Point placement records
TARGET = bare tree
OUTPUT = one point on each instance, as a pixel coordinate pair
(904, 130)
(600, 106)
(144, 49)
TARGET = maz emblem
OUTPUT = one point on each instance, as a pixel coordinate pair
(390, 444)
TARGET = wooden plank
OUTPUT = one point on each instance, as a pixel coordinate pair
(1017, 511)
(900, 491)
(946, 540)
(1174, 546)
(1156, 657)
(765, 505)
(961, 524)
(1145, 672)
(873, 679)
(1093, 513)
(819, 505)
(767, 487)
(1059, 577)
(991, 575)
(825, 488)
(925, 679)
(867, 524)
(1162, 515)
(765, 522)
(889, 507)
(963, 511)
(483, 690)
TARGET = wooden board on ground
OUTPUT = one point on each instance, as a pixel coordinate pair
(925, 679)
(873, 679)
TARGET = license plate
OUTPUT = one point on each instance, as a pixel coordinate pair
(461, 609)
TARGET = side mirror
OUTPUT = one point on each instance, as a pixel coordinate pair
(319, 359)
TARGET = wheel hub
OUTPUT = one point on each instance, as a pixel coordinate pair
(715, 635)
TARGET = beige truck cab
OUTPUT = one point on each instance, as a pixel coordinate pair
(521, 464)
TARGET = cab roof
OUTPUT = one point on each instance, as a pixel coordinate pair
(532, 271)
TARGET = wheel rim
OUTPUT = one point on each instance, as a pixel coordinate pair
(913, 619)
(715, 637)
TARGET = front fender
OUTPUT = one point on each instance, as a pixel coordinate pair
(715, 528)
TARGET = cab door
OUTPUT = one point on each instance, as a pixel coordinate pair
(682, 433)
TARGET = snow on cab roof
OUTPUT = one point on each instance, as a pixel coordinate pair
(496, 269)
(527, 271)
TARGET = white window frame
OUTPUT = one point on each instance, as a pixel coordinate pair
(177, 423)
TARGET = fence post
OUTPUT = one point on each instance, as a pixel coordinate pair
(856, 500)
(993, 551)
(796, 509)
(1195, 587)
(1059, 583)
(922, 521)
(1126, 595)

**REQUEST**
Would you give the material above again, complete and exact?

**RESPONSE TO THE EXERCISE**
TARGET = bare tree
OUTPUT = one point on each instance, as a pixel coordinate pair
(904, 130)
(600, 106)
(144, 49)
TARGET = maz emblem
OUTPUT = one point on each instance, as a pixel coordinate pair
(390, 444)
TARGET = wooden plank
OUTPUT = one point on each instance, as a pixel coordinate pair
(1017, 511)
(900, 491)
(946, 540)
(1174, 546)
(1156, 657)
(765, 505)
(961, 524)
(1145, 672)
(873, 679)
(1093, 513)
(819, 505)
(767, 487)
(1059, 577)
(991, 575)
(825, 488)
(925, 679)
(867, 524)
(1162, 515)
(765, 522)
(889, 507)
(963, 511)
(483, 690)
TARGET = wooden board on ground
OUTPUT = one point on each instance, as a pixel coordinate pair
(925, 679)
(873, 679)
TARGET = license plate
OUTPUT = one point on each instance, as a pixel coordinate pair
(461, 609)
TARGET = side mirror
OUTPUT = one point on each instance, as a pixel coordinate pair
(319, 359)
TARGET = wheel hub
OUTPUT = one point on each instance, as a pixel coordinate pair
(715, 635)
TARGET = beige truck cab
OUTPUT = one point on each instance, as a pixel coordinate pair
(521, 464)
TARGET = cab roof
OUTPUT = one point on each instance, as a pixel coordinate pair
(532, 271)
TARGET = wheel rim
OUTPUT = one point on each instance, as a pixel coordinate pair
(913, 619)
(715, 637)
TARGET = front fender
OUTPUT = one point on each instance, as a pixel coordinate pair
(715, 528)
TARGET = cab door
OUTPUT = one point on each instance, as a pixel coordinate pair
(682, 433)
TARGET = snow on cab roof
OUTPUT = one point on each instance, as a pixel coordinate pair
(496, 269)
(527, 271)
TARGET = white window frame
OUTPUT = one point on each instance, as a pixel coordinate pair
(177, 423)
TARGET = fence post
OUTPUT = one point on each instance, as a pixel coordinate pair
(856, 500)
(993, 551)
(796, 509)
(1195, 587)
(1059, 583)
(922, 521)
(1126, 595)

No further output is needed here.